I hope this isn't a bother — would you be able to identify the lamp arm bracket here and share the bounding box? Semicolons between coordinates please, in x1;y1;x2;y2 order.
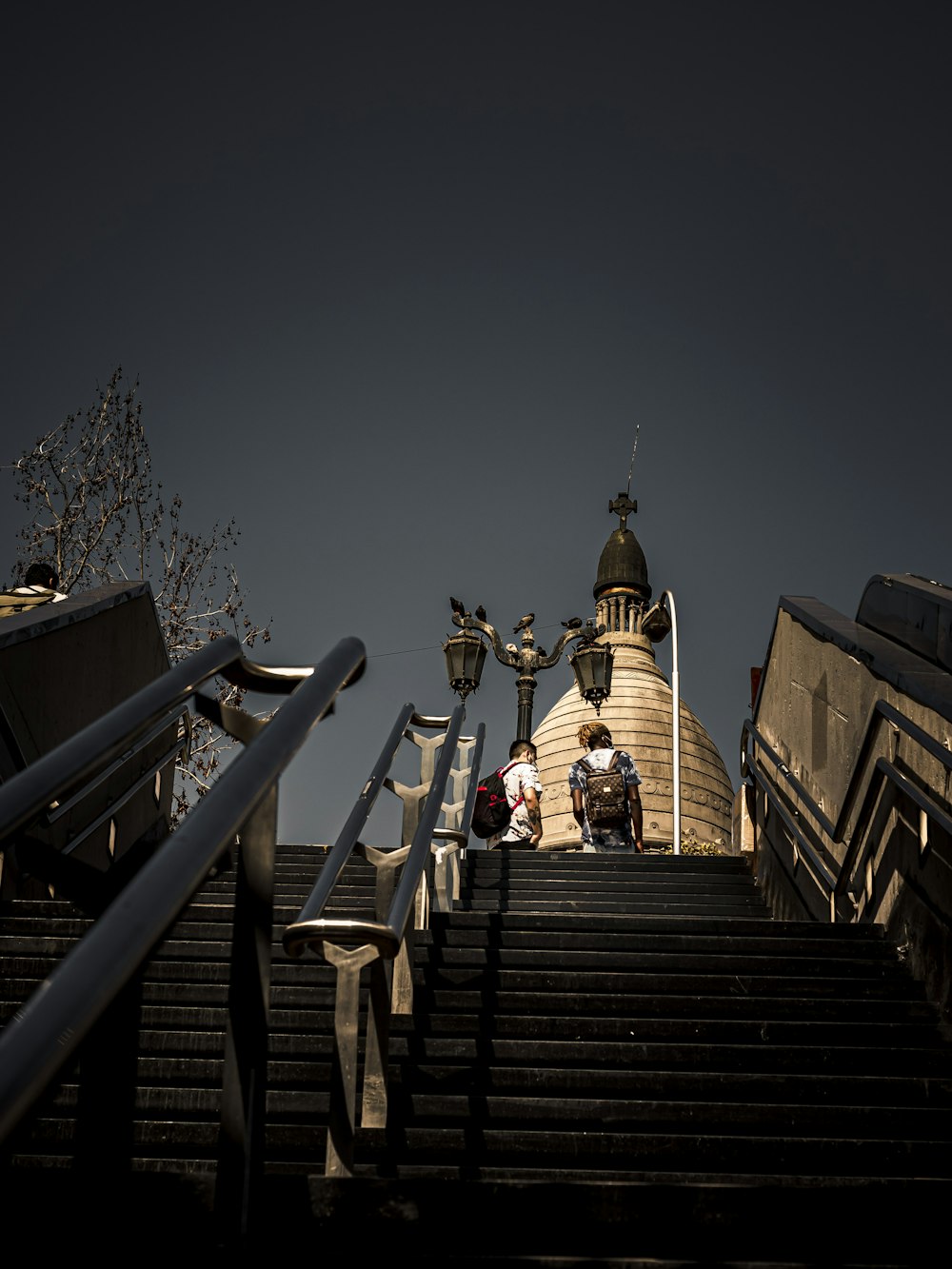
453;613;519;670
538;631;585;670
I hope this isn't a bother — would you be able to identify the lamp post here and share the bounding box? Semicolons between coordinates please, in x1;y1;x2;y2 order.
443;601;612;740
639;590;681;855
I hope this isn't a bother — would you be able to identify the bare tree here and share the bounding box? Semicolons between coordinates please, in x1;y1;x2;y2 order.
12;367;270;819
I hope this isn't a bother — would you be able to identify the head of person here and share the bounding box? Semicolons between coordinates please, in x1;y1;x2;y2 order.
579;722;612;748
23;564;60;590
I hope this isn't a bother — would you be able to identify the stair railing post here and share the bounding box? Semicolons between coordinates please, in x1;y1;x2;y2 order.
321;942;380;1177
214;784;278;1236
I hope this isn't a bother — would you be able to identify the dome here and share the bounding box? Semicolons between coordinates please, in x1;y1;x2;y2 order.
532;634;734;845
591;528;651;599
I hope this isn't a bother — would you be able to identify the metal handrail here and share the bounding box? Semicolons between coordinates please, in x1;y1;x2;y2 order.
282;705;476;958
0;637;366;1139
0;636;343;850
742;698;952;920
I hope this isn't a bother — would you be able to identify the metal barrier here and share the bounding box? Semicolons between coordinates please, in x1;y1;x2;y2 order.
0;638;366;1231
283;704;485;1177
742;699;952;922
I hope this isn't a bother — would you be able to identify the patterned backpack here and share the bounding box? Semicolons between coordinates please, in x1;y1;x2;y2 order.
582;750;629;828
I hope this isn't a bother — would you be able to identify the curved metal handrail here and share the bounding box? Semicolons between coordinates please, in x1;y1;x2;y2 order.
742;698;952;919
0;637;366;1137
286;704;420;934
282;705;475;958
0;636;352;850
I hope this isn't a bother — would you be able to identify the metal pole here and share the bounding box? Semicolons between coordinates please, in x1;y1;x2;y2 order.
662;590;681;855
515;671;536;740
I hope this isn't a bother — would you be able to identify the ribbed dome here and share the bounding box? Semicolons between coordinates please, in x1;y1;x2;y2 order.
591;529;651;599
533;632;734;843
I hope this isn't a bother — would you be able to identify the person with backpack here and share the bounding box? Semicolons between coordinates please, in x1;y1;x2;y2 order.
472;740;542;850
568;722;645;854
--
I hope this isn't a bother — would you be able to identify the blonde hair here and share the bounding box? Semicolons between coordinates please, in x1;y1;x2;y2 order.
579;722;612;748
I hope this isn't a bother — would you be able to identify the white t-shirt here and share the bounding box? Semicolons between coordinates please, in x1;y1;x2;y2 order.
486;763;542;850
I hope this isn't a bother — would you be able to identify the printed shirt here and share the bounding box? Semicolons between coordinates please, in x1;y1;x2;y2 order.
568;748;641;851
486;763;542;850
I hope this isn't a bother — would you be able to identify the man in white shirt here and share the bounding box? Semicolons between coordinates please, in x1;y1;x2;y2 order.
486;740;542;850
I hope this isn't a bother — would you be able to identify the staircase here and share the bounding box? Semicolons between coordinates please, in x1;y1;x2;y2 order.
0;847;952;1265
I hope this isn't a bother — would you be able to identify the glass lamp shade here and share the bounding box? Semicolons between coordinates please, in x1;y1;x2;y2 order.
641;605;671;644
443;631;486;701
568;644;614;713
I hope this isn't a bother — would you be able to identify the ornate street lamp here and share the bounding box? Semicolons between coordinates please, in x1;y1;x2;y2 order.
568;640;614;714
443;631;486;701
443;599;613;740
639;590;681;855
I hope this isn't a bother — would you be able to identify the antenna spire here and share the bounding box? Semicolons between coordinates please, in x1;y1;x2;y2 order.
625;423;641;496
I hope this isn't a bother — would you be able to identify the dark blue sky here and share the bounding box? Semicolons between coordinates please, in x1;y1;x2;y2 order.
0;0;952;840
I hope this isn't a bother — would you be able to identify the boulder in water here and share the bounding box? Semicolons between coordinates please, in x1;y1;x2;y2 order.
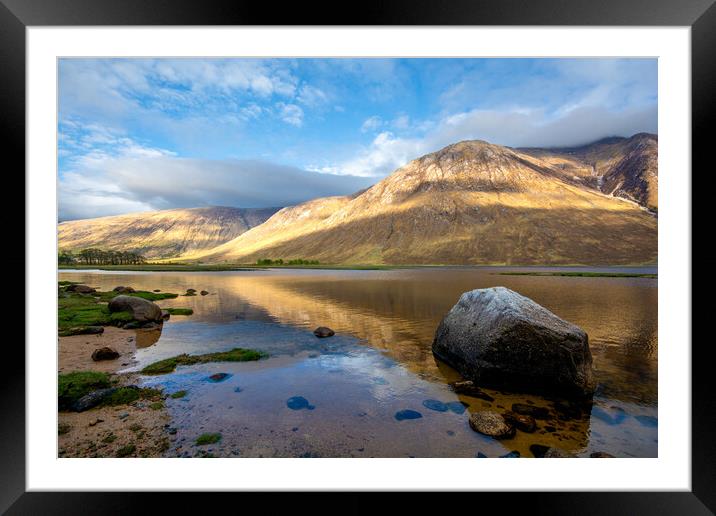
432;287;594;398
* * *
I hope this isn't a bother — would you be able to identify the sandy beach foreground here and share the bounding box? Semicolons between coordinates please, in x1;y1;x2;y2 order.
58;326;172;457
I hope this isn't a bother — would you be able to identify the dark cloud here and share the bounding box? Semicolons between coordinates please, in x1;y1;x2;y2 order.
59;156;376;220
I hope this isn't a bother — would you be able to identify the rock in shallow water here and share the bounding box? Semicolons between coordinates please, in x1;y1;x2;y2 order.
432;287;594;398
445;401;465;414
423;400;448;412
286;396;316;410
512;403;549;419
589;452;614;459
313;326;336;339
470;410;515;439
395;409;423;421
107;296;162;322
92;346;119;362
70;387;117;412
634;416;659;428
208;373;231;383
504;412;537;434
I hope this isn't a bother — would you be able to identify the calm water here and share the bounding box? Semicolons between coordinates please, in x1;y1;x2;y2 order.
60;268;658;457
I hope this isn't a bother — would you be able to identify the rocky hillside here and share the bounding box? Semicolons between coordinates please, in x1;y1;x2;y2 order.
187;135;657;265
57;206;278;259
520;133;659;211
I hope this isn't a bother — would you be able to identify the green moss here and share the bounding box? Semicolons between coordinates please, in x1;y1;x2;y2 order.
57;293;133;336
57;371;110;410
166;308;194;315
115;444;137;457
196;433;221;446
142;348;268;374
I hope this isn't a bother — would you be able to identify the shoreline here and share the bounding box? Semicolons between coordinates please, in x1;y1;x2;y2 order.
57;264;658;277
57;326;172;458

→ Prompt:
Pull out every line of the items above that contains the word "dome", and copy each one unchanged.

→ Output for this exercise:
I hope this isn't a bother — would you be able to identify the dome here and share the bounding box? Semicolons between coordinates please, in x1;y1;x2;y2 order.
I hope this isn't a bother — would you be able to identify the ribbed dome here and share the bounding box? Semicolons between coordinates please, in x1;y1;x2;y2 order.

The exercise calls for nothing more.